Material for this task ->
* * * * * * * * *
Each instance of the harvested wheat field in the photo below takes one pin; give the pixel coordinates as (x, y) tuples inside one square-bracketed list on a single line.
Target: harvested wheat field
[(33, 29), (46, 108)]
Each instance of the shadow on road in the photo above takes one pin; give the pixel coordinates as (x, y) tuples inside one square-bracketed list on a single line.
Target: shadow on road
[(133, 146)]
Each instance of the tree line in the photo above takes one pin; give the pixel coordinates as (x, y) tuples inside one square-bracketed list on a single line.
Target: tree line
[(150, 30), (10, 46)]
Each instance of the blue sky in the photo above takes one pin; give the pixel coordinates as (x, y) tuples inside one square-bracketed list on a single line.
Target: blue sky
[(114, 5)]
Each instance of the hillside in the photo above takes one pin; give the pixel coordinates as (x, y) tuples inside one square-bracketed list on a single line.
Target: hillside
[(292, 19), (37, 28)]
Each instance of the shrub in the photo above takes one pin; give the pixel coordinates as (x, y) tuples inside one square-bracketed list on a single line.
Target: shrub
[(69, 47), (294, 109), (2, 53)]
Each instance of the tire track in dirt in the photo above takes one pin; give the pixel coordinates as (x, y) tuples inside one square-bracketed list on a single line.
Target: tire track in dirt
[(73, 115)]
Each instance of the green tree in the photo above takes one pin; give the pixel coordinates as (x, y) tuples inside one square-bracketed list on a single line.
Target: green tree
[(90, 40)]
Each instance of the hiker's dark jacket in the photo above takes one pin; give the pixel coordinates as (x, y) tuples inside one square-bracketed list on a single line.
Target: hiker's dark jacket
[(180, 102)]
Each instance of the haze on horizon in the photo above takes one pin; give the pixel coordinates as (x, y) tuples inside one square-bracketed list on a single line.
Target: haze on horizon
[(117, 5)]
* * * * * * * * *
Please copy all of the rows above word for word.

Each instance of the harvested wheat field in the photo below takes one pin; give the pixel coordinates as (x, y) tuples inside one square-bracketed list on a single line.
Target: harvested wheat field
[(33, 29), (46, 108)]
Each instance of the shadow on road in the photo above takes one pin; give the pixel coordinates as (x, y) tuples inside one square-bracketed list on a single line.
Target: shadow on road
[(133, 146)]
Each instance of the tree line in the photo above takes one pin; give the pixel coordinates as (x, y) tuples inside one square-bracketed list on a single line.
Target: tree line
[(150, 30), (10, 46)]
Each instance of the blue sky in the photo above takes one pin; give the pixel coordinates as (x, y) tuples inside one square-bracketed list on a single line.
Target: blue sky
[(114, 5)]
Each instance of the hillside in the photo above takes one pin; give the pixel coordinates as (x, y) tuples inside one square-bracketed list on a single line.
Target: hillside
[(292, 19), (37, 28)]
Each instance of the shrub in the photo above takes one pin; give the pixel coordinates as (x, y) tuples inside one square-bracketed list on a single line.
Target: shrub
[(69, 47), (294, 109), (2, 53)]
Each instance of the tire track in dirt in the photo above takes one pin; give the pixel coordinates as (x, y) tuples inside one square-bracketed list on a single line.
Target: tire track in dirt
[(73, 115)]
Each instance of the green tree in the photo above takes one pin; give the pixel coordinates as (x, y) tuples inside one square-bracketed list on a single line.
Target: green tree
[(90, 40)]
Each instance of the hiker's dark jacket in the photo above takes one pin; give the pixel coordinates as (x, y) tuples inside one square-bracketed list on a single line.
Target: hiker's dark jacket
[(180, 102)]
Each instance of the haze on horizon in the photo above takes one pin; give the pixel coordinates as (x, y) tuples inside one square-bracketed list on a single line.
Target: haze on horizon
[(117, 5)]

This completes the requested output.